Learn spatial analysis

The Learn module is geometrics’ teaching layer, and it works two complementary ways:

Every result speaks. Each explore_* / analyze_* result carries .interpret() — a plain-language reading of that result — and .explain(), the concept behind the method.
Sandboxes with a planted truth. The learn_* functions simulate data from a known data-generating process, run the real geometrics estimator on it, and show whether the truth you planted comes back. Turn the knobs (rho=, shift=, convergence_rate=, …) and watch the concept respond.

Note

Sandboxes are for learning, never for your data — they generate their own. And even here, where the truth is literally known, .interpret() keeps its associational discipline: the habit should transfer to real data, where no truth is planted.

Stage 1 — Read a real result in plain language

Any result can explain itself. A quick β-convergence on the Bolivia provinces:

import warnings

warnings.filterwarnings("ignore")

import geometrics as gm

gdf, df, df_dict = gm.data.load_bolivia()
df = gm.set_labels(df, df_dict, set_panel=True)

res = gm.analyze_beta_convergence(df, "gdppc", model="ols")
:::
Instructions:
1. According to the page on the geometrics Learn module, what does .explain() provide for a result?
2. Carry on the page about the geometrics Learn module from the point where it stops.
You won't need the entries after this text.

[Stored data]
:::
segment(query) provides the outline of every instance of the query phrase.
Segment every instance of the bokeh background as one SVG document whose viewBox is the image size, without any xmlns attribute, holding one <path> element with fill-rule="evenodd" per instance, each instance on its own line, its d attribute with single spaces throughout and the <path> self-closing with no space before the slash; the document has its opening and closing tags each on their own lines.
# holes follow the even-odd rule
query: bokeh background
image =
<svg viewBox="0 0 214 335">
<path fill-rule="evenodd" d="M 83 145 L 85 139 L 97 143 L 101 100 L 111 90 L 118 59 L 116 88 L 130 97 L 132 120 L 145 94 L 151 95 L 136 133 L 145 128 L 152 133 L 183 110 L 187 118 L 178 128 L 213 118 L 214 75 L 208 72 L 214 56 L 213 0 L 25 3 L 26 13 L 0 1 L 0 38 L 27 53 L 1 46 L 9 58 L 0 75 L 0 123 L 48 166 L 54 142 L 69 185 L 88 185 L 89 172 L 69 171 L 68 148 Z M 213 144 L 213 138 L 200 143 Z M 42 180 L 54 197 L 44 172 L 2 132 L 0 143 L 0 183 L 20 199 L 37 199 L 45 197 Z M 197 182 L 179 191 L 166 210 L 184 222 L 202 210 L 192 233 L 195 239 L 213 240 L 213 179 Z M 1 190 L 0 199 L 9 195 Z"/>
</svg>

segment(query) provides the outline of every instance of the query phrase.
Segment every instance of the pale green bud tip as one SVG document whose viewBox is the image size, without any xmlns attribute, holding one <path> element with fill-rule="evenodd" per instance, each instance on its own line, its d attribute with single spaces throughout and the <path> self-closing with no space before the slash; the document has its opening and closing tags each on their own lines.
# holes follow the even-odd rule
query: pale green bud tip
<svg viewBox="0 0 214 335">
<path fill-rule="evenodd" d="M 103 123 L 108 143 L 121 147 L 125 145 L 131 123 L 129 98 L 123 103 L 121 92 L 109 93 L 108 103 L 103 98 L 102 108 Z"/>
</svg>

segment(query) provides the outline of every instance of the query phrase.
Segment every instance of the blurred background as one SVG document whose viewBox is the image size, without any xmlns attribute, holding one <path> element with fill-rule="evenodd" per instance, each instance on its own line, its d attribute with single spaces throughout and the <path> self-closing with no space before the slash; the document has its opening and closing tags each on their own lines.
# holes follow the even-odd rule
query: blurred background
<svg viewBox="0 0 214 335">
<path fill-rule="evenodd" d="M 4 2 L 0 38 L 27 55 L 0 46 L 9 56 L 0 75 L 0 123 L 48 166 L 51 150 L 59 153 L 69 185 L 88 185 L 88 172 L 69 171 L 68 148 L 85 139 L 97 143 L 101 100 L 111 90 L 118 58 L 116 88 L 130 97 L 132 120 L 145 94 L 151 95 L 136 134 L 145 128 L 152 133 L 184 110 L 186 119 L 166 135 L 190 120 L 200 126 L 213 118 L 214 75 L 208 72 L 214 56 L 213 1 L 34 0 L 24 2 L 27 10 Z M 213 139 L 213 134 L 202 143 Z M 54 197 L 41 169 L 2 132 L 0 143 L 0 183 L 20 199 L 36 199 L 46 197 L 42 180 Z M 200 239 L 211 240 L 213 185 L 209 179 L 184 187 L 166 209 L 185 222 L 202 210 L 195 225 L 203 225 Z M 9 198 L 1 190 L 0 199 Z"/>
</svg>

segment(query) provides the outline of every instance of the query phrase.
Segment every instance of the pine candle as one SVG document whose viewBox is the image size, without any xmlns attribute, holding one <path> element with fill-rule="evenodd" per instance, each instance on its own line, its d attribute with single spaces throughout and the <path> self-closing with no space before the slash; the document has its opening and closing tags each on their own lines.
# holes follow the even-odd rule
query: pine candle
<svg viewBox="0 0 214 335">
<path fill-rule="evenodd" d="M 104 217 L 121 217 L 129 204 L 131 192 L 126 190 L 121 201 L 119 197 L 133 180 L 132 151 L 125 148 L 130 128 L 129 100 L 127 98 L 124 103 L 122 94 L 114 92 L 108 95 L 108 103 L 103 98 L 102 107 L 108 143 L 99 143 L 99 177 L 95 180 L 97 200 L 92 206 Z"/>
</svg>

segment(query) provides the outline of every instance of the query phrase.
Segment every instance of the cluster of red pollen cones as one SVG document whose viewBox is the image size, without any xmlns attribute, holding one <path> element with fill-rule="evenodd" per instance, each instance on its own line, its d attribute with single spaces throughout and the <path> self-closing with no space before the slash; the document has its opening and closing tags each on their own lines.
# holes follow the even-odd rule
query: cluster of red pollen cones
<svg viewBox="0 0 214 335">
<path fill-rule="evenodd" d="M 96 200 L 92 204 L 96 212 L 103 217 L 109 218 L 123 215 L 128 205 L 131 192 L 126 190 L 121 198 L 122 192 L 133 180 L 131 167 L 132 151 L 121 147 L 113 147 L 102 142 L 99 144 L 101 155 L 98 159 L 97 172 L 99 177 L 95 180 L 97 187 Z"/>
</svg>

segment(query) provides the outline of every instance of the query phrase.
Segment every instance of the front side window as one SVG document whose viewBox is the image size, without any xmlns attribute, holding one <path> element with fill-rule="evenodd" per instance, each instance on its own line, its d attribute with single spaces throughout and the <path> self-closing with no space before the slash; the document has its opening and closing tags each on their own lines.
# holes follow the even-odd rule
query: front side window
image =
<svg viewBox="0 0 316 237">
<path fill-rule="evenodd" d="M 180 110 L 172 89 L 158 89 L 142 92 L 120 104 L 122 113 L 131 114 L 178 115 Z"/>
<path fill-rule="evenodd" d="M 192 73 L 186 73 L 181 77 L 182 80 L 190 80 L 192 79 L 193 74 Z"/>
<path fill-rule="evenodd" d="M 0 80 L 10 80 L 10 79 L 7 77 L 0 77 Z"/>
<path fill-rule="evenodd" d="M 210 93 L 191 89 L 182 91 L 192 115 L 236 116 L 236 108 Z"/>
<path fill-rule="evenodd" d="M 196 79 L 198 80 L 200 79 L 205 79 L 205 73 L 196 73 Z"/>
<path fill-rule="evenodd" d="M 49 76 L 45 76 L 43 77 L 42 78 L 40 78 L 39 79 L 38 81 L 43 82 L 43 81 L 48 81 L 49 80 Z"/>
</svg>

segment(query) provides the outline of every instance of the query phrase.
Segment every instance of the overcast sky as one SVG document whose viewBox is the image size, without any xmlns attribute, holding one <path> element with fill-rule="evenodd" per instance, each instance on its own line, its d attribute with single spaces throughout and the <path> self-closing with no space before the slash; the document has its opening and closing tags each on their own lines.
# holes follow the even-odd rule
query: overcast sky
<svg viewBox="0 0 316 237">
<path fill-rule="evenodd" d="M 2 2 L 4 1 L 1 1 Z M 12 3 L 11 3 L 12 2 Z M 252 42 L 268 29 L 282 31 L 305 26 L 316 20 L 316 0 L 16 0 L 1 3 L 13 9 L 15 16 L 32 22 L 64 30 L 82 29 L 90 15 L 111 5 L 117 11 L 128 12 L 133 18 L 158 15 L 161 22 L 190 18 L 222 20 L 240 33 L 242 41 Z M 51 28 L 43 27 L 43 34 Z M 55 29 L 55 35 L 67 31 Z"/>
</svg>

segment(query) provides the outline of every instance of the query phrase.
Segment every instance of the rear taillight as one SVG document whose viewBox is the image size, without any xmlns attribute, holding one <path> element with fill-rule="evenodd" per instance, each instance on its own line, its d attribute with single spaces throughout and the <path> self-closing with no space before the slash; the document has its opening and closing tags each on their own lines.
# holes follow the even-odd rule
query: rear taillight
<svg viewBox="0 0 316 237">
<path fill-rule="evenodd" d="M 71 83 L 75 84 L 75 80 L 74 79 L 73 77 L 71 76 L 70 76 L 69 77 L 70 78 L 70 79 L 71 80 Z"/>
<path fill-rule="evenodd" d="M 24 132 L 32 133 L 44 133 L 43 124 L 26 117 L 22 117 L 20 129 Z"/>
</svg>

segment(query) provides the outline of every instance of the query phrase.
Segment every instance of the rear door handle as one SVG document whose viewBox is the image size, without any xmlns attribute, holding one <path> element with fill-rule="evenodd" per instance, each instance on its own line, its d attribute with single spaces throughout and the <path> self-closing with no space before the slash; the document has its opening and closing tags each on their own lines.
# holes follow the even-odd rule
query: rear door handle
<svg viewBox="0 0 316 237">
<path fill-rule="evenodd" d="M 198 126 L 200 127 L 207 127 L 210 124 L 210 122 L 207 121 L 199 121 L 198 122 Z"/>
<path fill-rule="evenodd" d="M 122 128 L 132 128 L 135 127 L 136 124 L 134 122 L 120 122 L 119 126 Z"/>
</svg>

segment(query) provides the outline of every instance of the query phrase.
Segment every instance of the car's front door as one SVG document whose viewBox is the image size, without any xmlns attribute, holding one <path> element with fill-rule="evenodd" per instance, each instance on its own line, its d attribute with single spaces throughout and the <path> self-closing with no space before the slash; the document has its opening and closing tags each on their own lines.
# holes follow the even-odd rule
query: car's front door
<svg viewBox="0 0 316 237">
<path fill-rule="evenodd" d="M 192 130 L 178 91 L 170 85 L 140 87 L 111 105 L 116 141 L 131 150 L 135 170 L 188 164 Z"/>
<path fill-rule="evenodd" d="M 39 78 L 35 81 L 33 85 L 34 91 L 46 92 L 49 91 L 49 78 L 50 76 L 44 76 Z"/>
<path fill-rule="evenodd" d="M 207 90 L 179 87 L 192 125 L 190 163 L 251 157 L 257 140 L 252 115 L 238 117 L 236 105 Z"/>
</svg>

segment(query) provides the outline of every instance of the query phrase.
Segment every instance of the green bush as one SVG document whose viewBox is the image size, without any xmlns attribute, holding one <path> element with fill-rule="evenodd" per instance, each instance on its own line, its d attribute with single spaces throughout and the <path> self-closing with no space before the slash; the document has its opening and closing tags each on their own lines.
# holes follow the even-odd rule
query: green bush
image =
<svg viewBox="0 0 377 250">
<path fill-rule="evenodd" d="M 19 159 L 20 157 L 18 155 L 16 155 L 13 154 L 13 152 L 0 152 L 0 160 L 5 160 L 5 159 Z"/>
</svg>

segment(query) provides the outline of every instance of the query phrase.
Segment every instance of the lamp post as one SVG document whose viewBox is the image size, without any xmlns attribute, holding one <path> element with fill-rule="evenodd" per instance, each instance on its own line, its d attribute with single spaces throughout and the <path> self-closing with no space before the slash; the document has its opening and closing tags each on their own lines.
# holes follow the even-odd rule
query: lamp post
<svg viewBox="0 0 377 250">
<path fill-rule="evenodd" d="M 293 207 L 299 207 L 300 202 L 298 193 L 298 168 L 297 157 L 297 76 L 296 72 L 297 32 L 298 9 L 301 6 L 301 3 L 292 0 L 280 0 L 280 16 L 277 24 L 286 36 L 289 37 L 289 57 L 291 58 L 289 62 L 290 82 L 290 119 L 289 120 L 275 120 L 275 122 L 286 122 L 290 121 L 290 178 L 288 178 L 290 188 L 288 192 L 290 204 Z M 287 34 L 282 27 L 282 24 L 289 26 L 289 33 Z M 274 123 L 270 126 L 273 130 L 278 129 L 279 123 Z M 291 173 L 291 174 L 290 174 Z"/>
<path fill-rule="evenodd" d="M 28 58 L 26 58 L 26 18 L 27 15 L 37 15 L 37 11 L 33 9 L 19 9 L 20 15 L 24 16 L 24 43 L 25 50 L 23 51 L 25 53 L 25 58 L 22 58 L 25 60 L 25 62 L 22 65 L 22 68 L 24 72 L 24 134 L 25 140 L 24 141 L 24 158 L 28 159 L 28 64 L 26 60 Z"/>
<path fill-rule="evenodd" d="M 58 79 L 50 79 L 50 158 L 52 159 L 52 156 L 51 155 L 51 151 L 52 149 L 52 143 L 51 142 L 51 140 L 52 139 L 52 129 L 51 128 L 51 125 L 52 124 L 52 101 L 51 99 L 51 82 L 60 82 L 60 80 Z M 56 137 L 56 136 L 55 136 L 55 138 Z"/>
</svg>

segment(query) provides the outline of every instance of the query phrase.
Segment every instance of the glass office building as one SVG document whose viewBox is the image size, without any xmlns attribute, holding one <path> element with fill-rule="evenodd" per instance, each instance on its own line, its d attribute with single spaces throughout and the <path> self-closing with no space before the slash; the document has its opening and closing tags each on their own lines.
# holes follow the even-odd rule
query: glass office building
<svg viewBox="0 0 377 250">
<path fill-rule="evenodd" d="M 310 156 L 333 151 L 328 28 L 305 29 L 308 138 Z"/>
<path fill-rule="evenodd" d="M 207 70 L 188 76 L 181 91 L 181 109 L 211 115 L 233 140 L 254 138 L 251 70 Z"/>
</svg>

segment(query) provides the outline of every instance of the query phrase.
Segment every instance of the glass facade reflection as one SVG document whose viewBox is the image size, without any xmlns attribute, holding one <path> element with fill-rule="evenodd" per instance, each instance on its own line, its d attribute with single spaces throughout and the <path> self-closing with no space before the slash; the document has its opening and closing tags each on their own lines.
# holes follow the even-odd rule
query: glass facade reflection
:::
Answer set:
1. The concept behind the method.

2.
print(res.interpret())

Across 107 units, the growth of **gdppc** over a 10-period window is associated with its initial log level with a total slope of **-0.00913** (SE 0.00406), statistically significant at the 5% level.
The slope is negative — the β-convergence pattern: units that started lower tended to grow faster, narrowing initial gaps.
That slope implies a convergence speed of λ = 0.00957 per period and a half-life of about 72.4 periods — the time for half of an initial gap to close at this pace.

_These are associations, not causal effects. A causal reading needs a research design — see `explain('correlation_vs_causation')`._

And the concept behind it, from the built-in explainer registry:

print(res.explain().to_markdown()[:600], "...")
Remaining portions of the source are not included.